_Task description:_ Copy out, exactly as written, only the line containing "For the benchmark, point out every instance of the chandelier" and the lines after it through the end of the records.
───── Data provided ─────
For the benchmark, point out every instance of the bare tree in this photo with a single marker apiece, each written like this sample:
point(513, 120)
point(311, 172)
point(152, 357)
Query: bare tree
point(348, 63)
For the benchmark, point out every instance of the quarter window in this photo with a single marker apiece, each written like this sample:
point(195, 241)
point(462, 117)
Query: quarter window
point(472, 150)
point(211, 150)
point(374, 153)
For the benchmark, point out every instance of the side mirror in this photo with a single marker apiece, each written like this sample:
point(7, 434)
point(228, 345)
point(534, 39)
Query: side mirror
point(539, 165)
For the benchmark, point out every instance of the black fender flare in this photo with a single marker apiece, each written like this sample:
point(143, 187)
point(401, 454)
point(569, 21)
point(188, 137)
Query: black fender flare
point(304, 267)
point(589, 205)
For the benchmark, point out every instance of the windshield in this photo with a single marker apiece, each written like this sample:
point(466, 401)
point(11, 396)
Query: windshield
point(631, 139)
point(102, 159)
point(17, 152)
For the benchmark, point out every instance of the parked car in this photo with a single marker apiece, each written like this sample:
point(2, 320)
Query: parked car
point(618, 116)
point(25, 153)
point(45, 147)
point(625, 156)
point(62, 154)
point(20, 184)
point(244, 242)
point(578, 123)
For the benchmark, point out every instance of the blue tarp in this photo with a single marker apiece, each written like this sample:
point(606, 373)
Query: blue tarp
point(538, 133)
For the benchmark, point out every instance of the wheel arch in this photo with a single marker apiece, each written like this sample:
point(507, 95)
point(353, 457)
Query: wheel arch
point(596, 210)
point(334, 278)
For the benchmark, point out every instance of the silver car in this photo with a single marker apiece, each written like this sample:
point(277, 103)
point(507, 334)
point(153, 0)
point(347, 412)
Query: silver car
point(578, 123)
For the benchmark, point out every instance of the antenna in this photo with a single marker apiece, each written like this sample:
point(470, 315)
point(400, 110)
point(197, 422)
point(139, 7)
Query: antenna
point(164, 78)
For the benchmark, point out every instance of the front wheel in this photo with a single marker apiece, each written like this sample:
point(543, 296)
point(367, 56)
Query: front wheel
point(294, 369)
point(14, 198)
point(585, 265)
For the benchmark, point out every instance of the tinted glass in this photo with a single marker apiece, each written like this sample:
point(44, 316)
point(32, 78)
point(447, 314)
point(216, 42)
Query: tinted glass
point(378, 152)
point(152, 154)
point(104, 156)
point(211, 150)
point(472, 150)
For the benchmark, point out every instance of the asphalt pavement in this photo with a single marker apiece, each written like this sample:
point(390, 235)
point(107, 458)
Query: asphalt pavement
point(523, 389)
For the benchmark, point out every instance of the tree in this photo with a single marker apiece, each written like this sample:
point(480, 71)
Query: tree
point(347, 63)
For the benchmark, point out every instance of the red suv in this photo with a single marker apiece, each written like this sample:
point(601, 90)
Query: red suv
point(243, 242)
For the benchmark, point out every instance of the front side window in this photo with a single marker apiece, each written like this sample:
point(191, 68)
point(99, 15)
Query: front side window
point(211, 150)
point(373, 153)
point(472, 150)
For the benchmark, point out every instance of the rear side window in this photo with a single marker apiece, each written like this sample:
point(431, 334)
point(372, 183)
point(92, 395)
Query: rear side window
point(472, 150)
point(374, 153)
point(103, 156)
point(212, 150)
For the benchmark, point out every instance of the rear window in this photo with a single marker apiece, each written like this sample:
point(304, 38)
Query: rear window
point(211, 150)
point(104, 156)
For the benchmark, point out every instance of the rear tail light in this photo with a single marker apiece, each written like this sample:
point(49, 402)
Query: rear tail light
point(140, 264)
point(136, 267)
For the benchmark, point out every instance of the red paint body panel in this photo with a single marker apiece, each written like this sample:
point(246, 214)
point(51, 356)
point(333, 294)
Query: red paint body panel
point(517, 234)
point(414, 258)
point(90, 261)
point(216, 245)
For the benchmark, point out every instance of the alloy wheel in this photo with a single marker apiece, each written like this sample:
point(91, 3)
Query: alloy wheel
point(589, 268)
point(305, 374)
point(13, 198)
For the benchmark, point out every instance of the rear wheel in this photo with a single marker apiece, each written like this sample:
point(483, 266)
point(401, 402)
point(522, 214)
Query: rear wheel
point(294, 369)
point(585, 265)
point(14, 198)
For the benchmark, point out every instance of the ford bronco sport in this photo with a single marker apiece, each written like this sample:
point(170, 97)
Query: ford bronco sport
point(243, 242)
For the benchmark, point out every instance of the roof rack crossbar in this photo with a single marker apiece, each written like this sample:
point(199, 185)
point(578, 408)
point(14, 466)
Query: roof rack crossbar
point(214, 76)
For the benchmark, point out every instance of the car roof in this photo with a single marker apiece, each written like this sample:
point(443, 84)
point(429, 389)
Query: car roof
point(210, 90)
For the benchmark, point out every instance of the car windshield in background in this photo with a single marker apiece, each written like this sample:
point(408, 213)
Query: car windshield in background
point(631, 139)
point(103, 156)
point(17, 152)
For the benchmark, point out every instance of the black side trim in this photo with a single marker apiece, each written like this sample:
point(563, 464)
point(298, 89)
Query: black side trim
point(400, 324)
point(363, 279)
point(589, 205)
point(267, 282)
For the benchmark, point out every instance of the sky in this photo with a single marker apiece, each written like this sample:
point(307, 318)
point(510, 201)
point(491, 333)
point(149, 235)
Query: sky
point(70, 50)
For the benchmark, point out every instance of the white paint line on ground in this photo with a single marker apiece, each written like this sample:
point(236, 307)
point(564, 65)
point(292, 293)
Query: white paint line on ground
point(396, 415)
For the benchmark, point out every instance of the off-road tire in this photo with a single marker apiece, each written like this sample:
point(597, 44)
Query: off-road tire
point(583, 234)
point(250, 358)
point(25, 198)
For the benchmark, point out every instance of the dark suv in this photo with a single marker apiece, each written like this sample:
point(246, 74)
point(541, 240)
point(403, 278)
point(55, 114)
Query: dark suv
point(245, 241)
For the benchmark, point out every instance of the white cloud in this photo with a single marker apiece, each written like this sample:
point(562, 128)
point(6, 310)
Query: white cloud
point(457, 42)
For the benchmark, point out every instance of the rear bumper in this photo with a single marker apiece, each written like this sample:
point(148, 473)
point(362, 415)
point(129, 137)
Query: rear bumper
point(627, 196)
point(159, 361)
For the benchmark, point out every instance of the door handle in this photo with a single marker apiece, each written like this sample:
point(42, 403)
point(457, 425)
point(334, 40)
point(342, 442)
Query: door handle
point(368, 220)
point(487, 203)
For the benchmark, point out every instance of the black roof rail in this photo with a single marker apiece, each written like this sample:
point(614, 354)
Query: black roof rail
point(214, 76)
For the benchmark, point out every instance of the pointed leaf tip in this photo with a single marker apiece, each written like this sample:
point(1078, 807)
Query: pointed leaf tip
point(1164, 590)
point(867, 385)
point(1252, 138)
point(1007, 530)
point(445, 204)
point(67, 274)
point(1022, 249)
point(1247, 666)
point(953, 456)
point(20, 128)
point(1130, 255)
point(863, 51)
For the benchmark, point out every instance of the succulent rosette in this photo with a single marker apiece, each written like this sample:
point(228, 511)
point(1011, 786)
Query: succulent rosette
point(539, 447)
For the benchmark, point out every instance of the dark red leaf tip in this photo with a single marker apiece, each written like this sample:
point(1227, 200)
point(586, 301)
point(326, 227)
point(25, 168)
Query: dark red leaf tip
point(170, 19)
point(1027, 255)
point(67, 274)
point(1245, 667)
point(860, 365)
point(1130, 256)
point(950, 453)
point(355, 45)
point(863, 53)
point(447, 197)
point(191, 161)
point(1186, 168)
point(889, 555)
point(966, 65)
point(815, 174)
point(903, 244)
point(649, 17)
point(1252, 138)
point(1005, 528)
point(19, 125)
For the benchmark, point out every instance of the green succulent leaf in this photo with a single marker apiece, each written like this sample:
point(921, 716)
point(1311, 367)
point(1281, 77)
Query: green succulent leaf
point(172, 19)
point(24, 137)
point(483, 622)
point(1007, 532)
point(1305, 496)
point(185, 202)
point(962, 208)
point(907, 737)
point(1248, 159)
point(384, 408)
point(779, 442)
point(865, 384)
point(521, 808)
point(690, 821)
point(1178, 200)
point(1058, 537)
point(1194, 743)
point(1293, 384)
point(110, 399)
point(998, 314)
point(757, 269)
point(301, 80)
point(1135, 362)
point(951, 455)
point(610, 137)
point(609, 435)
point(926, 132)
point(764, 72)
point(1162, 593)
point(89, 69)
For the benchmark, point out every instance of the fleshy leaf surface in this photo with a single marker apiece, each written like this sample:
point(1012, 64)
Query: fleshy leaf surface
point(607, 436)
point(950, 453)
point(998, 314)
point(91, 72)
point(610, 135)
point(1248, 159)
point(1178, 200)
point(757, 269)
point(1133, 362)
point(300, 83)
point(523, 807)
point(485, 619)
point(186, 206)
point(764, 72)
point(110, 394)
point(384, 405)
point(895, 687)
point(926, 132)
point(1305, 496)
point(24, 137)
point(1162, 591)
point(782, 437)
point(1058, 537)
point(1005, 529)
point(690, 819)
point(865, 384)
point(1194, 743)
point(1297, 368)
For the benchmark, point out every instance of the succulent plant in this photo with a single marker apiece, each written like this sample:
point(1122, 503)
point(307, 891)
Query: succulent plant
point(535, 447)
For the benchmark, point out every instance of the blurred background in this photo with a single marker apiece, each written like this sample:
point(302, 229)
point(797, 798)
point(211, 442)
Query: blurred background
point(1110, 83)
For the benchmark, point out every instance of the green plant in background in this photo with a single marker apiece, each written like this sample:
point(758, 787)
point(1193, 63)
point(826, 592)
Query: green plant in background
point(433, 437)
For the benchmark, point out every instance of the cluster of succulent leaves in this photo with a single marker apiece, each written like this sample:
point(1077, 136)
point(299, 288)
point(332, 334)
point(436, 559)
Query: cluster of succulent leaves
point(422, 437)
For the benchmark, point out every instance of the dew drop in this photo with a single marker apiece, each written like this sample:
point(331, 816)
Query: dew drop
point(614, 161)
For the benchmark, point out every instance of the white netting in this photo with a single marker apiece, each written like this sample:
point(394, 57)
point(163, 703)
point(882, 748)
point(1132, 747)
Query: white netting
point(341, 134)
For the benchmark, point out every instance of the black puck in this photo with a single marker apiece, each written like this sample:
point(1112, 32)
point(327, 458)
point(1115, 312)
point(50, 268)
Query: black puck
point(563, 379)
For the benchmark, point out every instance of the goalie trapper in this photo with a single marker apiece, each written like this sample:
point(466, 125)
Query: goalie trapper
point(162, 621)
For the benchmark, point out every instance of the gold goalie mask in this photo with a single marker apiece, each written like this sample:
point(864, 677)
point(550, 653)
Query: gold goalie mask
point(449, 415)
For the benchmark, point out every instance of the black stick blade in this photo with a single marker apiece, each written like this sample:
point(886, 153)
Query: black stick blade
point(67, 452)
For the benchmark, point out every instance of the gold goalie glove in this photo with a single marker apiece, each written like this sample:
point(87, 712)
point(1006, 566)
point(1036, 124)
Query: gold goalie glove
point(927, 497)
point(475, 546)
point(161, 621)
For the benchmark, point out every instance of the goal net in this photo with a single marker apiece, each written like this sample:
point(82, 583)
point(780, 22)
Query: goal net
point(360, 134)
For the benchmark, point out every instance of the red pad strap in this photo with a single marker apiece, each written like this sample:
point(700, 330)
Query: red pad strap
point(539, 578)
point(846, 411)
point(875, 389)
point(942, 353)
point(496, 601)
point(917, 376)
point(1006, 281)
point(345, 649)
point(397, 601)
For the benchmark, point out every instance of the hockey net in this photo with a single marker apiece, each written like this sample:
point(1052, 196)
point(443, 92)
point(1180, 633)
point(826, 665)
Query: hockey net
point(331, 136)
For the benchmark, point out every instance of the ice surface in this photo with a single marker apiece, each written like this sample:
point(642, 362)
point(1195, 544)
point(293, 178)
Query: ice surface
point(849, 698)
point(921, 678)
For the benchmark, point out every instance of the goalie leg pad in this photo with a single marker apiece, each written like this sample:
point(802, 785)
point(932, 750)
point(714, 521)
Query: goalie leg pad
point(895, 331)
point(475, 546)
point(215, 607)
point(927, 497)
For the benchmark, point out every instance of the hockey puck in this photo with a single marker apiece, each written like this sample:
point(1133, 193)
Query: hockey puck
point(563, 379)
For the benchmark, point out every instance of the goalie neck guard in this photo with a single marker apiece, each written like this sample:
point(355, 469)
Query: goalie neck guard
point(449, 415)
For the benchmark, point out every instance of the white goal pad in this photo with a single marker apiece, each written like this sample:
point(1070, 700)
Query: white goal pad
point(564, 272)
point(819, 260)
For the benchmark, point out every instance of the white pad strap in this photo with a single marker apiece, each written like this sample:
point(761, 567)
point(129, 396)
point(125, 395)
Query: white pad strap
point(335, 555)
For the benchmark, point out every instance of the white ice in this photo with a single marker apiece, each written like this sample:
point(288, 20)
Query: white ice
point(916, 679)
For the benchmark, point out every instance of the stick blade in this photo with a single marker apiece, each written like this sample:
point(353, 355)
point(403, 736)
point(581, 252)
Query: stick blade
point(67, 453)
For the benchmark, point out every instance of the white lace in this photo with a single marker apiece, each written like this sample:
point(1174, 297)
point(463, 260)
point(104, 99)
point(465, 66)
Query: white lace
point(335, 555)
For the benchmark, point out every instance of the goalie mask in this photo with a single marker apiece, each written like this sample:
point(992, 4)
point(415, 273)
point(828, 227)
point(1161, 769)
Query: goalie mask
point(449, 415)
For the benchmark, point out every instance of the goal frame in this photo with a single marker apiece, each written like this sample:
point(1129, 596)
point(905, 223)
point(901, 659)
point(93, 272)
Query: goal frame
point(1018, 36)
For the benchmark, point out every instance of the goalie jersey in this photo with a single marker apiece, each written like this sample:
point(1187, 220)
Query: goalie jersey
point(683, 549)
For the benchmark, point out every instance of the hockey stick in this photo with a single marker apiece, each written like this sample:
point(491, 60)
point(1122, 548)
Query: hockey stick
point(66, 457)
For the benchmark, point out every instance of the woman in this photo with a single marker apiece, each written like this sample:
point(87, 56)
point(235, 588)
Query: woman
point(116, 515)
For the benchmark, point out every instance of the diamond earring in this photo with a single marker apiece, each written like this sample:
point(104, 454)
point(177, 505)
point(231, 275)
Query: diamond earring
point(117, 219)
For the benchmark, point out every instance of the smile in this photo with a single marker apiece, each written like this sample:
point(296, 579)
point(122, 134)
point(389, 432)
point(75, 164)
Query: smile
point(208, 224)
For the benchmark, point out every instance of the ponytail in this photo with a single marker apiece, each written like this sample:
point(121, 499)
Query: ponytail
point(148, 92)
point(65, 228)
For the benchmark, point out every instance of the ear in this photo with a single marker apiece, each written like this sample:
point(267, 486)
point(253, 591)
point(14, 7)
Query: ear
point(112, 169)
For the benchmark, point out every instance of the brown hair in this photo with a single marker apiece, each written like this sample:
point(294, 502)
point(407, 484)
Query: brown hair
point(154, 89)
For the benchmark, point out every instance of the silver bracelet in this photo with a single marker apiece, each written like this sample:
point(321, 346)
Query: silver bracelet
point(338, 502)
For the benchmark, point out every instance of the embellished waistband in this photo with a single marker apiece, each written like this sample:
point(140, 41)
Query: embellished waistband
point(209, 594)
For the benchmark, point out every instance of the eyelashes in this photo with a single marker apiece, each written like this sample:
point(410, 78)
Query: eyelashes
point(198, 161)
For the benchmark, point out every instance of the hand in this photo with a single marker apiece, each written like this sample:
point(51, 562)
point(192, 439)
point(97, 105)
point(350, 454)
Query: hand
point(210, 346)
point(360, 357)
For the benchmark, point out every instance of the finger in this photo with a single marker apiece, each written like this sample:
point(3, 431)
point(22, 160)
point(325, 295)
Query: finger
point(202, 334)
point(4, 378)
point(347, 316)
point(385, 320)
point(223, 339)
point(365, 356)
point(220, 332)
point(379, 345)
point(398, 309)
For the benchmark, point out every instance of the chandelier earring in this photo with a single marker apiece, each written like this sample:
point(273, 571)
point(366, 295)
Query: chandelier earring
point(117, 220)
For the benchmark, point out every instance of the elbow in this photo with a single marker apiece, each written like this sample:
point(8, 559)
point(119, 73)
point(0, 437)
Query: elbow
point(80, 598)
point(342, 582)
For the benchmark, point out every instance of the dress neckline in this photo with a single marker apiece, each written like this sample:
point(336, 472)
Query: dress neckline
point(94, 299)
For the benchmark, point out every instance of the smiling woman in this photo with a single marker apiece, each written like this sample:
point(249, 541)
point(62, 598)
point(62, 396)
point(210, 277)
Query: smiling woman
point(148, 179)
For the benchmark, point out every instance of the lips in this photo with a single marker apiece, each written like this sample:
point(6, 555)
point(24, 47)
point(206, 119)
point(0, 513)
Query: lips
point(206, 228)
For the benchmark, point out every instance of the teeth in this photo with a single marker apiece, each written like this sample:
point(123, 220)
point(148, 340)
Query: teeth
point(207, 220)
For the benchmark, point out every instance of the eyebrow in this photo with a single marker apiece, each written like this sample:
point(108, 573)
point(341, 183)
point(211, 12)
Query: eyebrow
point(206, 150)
─────
_Finished task:_
For the benchmark, point out every instance of the chandelier earring in this photo with a single marker apiece, each written like this sample:
point(273, 571)
point(366, 295)
Query: chandelier earring
point(117, 220)
For the benchmark, point out every instance of the elbow in this photo with a single marker apiece, each written like this sample:
point(8, 559)
point(119, 73)
point(0, 437)
Query: elbow
point(80, 598)
point(342, 582)
For the benchmark, point out every instance of the dress neckline in this photo with a single marker apiece, each written like this sample:
point(336, 472)
Query: dress neckline
point(94, 299)
For the benchmark, point out every instance of the smiling woman in this photo with a single marker apiece, each written like this sample:
point(249, 541)
point(62, 598)
point(62, 396)
point(210, 277)
Query: smiling woman
point(148, 179)
For the benchmark, point out every instance of the lips in this photo with a single marker apiece, each written like this sample:
point(6, 555)
point(24, 47)
point(206, 119)
point(0, 513)
Query: lips
point(206, 228)
For the benchmark, point out every instance of the teeth in this photo with a single marker apiece, each written like this sample:
point(123, 220)
point(148, 340)
Query: teeth
point(207, 220)
For the benchmark, point out every instance of the eyebrow in this photo with a single marker apiece, each written like this sample:
point(108, 573)
point(341, 183)
point(211, 12)
Query: eyebrow
point(206, 150)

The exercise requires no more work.